* [GIVEN RECORDS]
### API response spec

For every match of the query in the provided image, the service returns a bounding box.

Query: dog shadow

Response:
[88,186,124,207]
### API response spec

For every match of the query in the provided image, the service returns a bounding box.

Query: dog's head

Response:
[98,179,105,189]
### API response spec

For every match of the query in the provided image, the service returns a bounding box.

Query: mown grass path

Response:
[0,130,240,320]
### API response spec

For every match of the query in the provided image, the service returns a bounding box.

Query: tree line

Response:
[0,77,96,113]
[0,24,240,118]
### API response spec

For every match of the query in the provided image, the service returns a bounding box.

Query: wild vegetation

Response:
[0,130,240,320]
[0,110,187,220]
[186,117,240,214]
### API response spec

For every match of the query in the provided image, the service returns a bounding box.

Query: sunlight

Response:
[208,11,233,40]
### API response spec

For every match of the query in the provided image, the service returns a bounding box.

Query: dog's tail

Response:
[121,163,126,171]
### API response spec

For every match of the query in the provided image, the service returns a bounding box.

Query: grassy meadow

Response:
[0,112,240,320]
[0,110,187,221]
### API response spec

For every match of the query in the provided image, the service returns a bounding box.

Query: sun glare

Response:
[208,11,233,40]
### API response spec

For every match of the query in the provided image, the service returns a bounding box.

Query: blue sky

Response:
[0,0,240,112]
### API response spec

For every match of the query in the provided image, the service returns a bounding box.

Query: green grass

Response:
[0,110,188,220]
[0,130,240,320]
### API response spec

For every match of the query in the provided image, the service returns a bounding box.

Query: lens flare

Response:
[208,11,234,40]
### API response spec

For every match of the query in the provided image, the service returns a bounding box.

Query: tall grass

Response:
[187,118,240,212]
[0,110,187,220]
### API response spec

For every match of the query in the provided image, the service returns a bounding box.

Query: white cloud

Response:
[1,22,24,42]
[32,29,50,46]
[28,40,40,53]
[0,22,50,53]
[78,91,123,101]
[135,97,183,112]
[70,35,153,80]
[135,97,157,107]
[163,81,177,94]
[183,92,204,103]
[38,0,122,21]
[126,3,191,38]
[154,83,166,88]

* [EXERCISE PROMPT] Could you format the items, from the start up to and including the line containing "[98,179,105,189]", as a CSV with two columns named input and output? Each item gets one row, with its text in one quoted field, its answer in another, and line breaks replaced by spaces.

* [SOLUTION TO THIS EXERCISE]
input,output
"### API response spec For every match of the query in the provided image, the service returns a bounding box. Query: dog shadow Response:","[88,186,124,207]"
"### API response spec For every match of the query in the provided image, the service returns a bounding box. Query: dog's head Response:","[98,179,105,189]"